Collect every line of the records below that contains the string "shorts", treating uppercase and lowercase as distinct.

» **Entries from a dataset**

────

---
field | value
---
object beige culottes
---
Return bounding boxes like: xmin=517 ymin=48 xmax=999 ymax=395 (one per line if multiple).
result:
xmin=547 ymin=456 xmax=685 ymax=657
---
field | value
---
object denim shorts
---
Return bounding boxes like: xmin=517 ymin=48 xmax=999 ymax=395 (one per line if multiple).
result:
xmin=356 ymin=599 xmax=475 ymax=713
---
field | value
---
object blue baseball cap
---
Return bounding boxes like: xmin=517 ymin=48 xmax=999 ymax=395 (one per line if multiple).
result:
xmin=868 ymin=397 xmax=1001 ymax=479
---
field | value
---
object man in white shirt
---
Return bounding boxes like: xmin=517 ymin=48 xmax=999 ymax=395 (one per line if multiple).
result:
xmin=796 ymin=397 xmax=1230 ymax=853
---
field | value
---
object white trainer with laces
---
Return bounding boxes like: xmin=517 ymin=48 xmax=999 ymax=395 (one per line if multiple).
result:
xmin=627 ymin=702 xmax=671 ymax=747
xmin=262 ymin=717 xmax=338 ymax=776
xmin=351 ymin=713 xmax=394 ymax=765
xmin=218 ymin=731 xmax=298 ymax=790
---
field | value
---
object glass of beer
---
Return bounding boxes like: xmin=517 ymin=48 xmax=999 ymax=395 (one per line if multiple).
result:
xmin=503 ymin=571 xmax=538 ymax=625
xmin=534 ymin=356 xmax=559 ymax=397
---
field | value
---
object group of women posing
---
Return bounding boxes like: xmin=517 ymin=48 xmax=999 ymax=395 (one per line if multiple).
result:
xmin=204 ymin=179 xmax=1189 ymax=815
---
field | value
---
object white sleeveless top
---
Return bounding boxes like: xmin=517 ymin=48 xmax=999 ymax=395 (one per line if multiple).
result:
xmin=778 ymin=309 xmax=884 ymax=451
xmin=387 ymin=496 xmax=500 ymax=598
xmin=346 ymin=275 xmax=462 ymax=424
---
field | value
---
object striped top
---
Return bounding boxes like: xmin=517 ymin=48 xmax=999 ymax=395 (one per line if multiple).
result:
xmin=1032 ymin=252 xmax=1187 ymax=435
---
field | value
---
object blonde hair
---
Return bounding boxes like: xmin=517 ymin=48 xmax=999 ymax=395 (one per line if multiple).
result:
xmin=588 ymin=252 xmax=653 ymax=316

────

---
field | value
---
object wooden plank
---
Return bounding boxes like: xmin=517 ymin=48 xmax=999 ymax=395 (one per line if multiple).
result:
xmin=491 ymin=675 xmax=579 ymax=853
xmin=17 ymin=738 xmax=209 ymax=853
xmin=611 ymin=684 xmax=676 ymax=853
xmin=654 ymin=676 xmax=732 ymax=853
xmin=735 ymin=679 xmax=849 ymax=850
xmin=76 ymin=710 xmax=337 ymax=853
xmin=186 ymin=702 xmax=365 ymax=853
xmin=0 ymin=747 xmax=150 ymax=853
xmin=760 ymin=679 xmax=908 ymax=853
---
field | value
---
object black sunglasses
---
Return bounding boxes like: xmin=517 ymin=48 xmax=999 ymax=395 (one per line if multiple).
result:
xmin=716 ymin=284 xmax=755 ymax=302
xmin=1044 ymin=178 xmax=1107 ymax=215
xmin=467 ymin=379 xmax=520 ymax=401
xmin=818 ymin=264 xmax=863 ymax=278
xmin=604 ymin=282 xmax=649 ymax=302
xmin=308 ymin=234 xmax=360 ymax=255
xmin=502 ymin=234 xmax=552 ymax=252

────

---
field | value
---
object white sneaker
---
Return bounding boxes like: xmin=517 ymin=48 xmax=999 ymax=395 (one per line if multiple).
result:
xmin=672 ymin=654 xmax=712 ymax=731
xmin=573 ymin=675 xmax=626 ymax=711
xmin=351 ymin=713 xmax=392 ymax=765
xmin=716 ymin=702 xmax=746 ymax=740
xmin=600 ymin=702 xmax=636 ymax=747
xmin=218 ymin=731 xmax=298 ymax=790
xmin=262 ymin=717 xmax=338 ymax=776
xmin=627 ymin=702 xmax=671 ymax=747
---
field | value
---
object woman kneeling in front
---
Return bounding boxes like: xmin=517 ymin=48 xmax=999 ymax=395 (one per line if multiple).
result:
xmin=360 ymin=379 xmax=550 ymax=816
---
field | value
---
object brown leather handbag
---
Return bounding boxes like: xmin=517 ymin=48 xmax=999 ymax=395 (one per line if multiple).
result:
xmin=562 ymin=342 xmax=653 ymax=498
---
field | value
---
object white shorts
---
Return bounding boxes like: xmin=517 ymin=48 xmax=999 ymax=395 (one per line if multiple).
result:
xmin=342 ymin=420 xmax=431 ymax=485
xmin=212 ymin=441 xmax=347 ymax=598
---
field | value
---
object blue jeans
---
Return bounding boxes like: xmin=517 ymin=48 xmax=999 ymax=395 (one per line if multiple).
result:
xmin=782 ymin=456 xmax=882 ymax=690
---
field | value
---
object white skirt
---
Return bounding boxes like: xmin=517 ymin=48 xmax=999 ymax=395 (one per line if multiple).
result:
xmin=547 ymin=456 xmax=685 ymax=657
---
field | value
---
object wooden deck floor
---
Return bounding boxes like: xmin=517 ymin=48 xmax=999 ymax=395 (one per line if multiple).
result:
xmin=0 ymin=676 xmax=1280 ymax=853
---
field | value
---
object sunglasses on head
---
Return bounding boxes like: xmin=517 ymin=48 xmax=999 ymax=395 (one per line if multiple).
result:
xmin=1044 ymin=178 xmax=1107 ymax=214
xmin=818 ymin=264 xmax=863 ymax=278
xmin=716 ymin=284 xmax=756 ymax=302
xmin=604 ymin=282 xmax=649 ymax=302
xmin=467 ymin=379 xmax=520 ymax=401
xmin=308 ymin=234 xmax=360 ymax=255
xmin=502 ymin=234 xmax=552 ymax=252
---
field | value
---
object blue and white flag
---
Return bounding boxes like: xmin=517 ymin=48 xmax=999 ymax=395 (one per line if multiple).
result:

────

» **EXERCISE OUTPUT**
object denim shorts
object white shorts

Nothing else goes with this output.